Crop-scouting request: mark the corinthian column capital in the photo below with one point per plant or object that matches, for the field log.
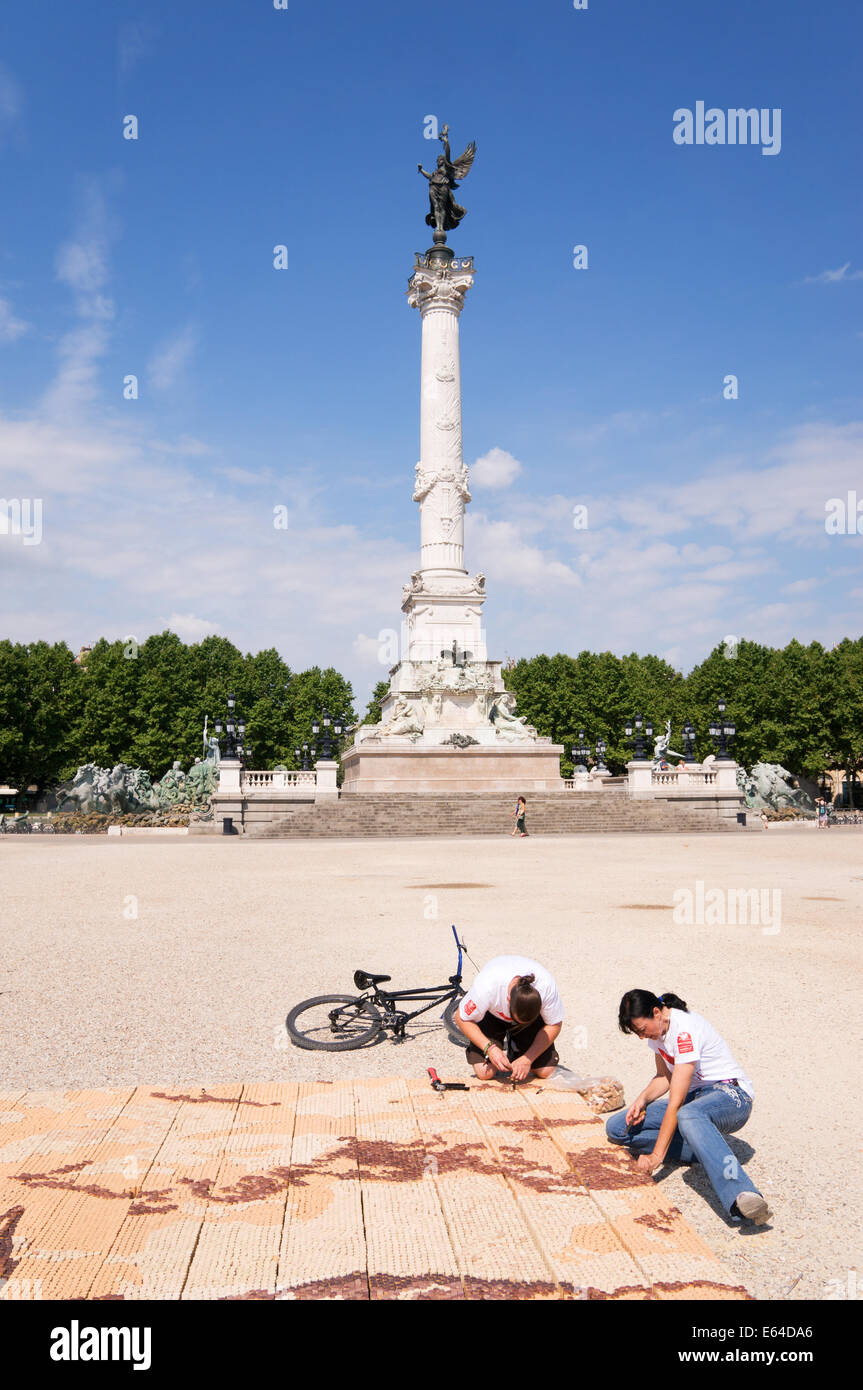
(434, 285)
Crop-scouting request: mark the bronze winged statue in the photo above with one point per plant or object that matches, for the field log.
(445, 213)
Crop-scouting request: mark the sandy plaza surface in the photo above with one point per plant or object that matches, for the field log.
(175, 962)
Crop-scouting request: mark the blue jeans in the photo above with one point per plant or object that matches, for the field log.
(702, 1122)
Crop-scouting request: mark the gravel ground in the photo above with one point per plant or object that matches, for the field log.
(175, 962)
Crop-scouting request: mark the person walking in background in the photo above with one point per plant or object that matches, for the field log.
(698, 1096)
(520, 815)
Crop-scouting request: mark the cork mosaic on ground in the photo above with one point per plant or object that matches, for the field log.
(374, 1189)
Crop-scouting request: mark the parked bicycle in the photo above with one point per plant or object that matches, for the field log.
(342, 1022)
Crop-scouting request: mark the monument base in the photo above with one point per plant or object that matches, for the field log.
(406, 767)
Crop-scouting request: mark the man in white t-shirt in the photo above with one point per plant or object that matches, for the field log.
(512, 995)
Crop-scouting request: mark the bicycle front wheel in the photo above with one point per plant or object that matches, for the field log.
(332, 1023)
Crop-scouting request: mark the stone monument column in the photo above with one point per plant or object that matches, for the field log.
(437, 289)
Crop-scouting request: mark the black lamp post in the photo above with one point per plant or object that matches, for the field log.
(303, 755)
(689, 742)
(644, 729)
(723, 733)
(234, 729)
(332, 727)
(580, 751)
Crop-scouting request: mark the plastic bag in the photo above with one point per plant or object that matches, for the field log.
(602, 1093)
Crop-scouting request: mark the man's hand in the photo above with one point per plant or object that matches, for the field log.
(637, 1111)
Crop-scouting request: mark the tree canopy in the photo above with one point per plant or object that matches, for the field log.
(145, 705)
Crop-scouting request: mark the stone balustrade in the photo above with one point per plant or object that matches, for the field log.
(684, 777)
(252, 781)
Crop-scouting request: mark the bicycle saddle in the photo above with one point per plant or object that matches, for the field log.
(364, 980)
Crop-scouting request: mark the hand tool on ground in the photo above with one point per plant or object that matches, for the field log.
(445, 1086)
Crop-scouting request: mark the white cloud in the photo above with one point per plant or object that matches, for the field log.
(10, 327)
(495, 469)
(367, 651)
(82, 264)
(833, 277)
(192, 628)
(134, 43)
(171, 359)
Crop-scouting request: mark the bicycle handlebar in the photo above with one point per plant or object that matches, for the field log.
(459, 944)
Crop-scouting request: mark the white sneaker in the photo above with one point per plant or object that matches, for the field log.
(753, 1207)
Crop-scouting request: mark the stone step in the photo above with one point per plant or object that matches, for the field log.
(488, 813)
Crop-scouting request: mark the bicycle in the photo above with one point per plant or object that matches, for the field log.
(342, 1022)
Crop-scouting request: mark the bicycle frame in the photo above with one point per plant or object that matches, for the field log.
(437, 994)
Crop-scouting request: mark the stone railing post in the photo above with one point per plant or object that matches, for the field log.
(325, 787)
(639, 783)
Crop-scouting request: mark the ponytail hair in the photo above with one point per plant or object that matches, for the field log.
(639, 1004)
(525, 1001)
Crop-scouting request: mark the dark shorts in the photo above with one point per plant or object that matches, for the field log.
(520, 1040)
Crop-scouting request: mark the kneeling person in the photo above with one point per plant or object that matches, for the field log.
(516, 995)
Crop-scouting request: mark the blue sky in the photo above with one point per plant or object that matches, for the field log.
(599, 387)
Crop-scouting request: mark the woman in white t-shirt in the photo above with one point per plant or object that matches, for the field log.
(512, 998)
(696, 1097)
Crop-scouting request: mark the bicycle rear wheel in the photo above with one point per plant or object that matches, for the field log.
(449, 1022)
(332, 1023)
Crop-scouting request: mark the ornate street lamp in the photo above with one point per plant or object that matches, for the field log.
(689, 742)
(723, 733)
(580, 751)
(644, 729)
(334, 727)
(234, 729)
(303, 755)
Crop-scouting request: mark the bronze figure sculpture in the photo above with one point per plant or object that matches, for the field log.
(445, 213)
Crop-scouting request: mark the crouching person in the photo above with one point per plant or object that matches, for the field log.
(696, 1097)
(510, 1018)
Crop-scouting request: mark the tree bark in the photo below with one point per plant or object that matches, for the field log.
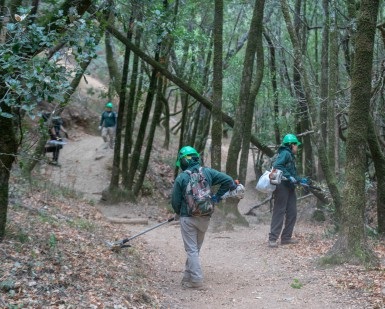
(216, 126)
(351, 245)
(240, 128)
(179, 82)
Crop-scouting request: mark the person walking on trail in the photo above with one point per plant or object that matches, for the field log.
(55, 131)
(285, 199)
(107, 124)
(193, 228)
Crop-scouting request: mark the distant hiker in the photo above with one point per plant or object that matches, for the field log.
(55, 142)
(107, 124)
(193, 228)
(285, 199)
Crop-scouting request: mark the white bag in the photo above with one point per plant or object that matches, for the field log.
(264, 185)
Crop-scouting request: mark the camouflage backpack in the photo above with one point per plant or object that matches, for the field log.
(198, 195)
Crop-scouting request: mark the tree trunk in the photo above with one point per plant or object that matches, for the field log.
(151, 135)
(8, 149)
(259, 70)
(351, 245)
(115, 174)
(379, 164)
(333, 88)
(130, 120)
(179, 82)
(216, 126)
(318, 139)
(273, 74)
(239, 129)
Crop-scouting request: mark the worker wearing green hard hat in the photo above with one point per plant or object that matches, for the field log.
(107, 125)
(185, 155)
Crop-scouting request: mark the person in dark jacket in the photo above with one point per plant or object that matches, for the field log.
(285, 199)
(108, 121)
(55, 131)
(193, 229)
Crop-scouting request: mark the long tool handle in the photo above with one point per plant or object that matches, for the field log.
(145, 231)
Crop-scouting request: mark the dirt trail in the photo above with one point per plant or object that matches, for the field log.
(240, 270)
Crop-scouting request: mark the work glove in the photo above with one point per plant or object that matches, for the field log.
(216, 199)
(304, 181)
(234, 185)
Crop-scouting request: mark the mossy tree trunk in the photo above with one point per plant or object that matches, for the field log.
(257, 80)
(318, 139)
(240, 127)
(216, 126)
(183, 85)
(351, 245)
(379, 164)
(8, 148)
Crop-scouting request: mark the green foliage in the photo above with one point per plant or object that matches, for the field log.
(6, 285)
(52, 241)
(17, 234)
(29, 76)
(296, 284)
(82, 224)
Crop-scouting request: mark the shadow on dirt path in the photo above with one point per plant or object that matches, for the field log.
(240, 270)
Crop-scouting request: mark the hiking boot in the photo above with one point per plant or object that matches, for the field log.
(184, 280)
(273, 244)
(289, 241)
(55, 163)
(194, 285)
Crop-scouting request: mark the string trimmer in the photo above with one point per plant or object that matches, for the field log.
(116, 246)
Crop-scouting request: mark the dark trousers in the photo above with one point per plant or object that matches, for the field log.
(284, 212)
(55, 151)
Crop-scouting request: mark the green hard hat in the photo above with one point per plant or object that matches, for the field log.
(291, 139)
(186, 151)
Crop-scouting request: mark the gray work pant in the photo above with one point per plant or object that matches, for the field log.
(193, 233)
(284, 212)
(108, 135)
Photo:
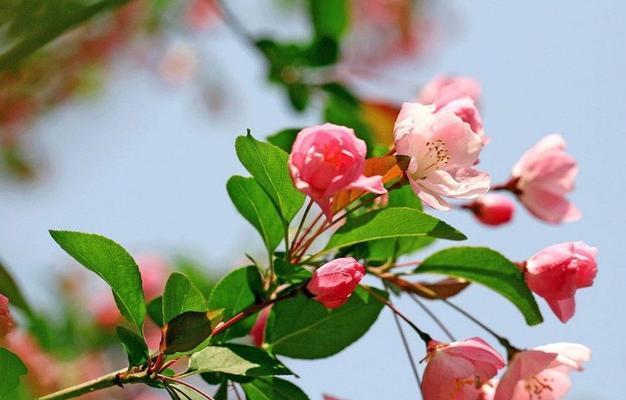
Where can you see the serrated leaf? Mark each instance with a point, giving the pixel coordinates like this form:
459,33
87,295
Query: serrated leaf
303,328
389,223
233,293
268,165
180,296
9,288
254,204
11,369
272,388
489,268
187,331
113,264
284,139
135,347
155,311
235,359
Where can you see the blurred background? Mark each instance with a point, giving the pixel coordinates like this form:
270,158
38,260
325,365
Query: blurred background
127,129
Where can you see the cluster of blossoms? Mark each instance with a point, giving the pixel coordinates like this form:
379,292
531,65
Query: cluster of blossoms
442,137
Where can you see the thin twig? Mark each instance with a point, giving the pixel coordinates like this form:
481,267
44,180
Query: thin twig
434,317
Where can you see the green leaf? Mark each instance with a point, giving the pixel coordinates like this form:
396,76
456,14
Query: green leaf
272,388
235,292
285,138
187,331
9,288
255,205
180,296
235,359
489,268
268,165
135,347
113,264
385,249
329,18
11,369
28,25
155,311
303,328
397,222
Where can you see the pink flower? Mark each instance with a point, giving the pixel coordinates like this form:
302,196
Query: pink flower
556,272
492,209
542,373
457,371
443,89
443,150
6,322
543,177
333,283
257,333
326,159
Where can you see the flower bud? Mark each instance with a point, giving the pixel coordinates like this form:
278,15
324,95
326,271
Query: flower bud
326,159
556,272
333,283
492,209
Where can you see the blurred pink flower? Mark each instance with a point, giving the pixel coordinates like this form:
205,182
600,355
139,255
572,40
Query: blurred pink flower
444,89
6,322
179,64
492,209
459,369
556,272
542,373
333,283
543,177
443,150
326,159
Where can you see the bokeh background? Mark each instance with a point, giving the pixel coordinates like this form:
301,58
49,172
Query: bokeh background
146,162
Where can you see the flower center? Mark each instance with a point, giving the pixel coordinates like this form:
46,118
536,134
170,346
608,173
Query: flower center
536,385
435,157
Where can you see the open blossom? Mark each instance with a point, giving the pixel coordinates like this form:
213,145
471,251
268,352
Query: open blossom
6,322
457,371
326,159
543,177
333,283
542,373
443,150
556,272
443,89
492,209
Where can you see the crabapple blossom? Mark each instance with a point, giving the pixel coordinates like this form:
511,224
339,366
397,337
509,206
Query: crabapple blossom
333,283
443,150
543,177
458,370
542,373
328,158
556,272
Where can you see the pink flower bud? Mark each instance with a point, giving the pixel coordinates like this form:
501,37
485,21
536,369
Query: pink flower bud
458,370
6,322
492,209
555,273
333,283
543,177
257,333
326,159
542,373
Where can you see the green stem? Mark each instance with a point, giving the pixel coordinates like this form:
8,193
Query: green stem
113,379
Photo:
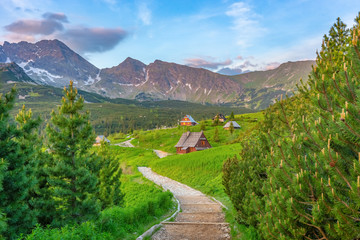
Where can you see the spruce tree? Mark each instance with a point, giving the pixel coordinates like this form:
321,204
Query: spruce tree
109,178
216,135
17,176
202,126
232,117
309,169
74,169
231,128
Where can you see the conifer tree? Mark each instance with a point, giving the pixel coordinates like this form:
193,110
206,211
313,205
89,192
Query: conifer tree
74,169
216,120
310,153
17,175
202,126
109,178
231,128
232,117
216,135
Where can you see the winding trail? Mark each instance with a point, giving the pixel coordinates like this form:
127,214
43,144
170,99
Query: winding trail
125,143
200,218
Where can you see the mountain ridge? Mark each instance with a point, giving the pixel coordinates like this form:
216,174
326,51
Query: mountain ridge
51,62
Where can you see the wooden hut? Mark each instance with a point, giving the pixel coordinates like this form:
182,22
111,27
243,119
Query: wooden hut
221,117
191,142
100,138
188,121
235,125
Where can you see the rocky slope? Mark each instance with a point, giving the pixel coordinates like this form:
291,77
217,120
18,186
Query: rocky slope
51,62
12,73
163,80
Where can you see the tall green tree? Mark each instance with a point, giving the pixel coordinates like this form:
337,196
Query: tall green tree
231,128
109,178
232,117
73,172
17,176
309,168
216,135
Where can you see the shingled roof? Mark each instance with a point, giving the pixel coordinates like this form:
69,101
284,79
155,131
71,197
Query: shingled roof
189,139
235,124
190,119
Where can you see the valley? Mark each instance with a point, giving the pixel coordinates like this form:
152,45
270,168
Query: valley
52,63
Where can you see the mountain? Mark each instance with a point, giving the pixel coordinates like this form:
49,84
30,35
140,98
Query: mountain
230,71
12,73
50,62
261,88
163,80
286,76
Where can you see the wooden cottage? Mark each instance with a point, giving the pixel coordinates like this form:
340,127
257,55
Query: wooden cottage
191,142
235,125
221,117
188,121
100,138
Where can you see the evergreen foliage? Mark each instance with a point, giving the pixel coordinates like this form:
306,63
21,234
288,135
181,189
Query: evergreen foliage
202,126
216,135
232,117
231,128
109,178
17,176
299,174
73,172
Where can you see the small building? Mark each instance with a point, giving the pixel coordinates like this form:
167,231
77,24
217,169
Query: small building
188,121
221,117
191,142
100,138
235,125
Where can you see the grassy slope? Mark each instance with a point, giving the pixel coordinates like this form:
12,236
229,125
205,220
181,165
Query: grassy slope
200,170
113,115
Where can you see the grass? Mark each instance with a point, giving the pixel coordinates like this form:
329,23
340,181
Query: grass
166,139
201,170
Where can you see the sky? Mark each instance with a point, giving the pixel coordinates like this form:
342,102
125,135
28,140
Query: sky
214,34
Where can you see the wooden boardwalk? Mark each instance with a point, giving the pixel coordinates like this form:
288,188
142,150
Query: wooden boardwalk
200,217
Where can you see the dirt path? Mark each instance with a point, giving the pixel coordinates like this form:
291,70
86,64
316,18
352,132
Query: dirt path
200,218
126,143
161,154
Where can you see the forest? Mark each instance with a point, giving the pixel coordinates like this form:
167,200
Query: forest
298,174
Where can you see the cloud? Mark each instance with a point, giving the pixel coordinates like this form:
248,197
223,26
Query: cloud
247,64
61,17
202,63
81,39
144,14
85,39
245,23
41,27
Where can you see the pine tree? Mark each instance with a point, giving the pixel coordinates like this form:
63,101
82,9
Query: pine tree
202,126
306,182
74,169
216,120
231,128
109,178
17,176
232,117
216,135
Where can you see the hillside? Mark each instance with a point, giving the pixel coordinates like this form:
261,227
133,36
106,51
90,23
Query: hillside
201,170
261,88
107,115
51,62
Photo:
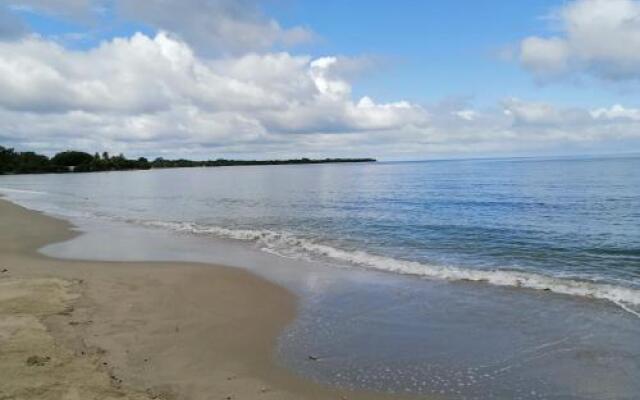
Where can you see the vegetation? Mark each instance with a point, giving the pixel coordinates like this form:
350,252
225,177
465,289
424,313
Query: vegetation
12,162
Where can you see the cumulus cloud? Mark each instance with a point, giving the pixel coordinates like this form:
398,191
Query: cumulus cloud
220,89
142,89
599,37
215,25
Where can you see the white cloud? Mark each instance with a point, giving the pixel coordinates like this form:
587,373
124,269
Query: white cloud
215,25
142,89
600,37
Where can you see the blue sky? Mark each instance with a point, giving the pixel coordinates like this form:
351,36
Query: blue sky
409,79
425,51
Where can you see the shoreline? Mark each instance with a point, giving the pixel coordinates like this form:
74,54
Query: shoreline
164,330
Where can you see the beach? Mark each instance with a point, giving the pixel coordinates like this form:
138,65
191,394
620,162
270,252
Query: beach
83,329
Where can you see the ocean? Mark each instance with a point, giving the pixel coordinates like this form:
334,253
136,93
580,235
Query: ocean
486,271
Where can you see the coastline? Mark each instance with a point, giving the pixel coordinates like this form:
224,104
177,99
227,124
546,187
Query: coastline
137,329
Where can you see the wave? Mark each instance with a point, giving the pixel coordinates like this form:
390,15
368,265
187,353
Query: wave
24,191
288,245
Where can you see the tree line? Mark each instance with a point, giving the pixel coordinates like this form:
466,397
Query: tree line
14,162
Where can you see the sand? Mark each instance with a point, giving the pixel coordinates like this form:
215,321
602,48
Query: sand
102,330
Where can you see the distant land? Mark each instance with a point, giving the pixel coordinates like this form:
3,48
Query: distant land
13,162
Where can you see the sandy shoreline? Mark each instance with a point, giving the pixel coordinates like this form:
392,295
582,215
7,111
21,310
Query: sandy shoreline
83,329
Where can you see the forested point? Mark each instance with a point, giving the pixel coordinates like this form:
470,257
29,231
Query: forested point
13,162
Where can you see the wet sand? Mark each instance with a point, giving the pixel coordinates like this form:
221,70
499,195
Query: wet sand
85,329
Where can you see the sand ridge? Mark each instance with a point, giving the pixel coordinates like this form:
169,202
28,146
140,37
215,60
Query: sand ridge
137,330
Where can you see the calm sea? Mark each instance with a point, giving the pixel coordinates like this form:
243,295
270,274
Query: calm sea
557,226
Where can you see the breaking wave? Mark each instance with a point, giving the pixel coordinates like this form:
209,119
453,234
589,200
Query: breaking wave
288,245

#####

Could you return, word for word, the lines from the one containing "Where can you see the forested" through the last line above?

● The reply:
Where can you see the forested point? Mark each instance with a point, giving the pixel coordinates like this form:
470,257
29,231
Query: forested point
13,162
Where can you see the wet sand? Mark each instance with a point, giving the pixel coordinates like this form:
221,70
499,195
Query: wet sand
85,329
Where can you see the sand ridge? Mark each instance with a point, giving the pixel coordinates like this form:
169,202
28,146
140,37
215,60
Query: sand ridge
137,330
Where can you see the calm sea? Mark each instance with a point, giving the pixel coordinates like this form:
243,295
270,274
Query: calm sea
557,226
Where can you see the breaking wave? Mark each instance with a point, giving the pixel coordinates like this form:
209,119
453,234
589,200
Query: breaking wave
288,245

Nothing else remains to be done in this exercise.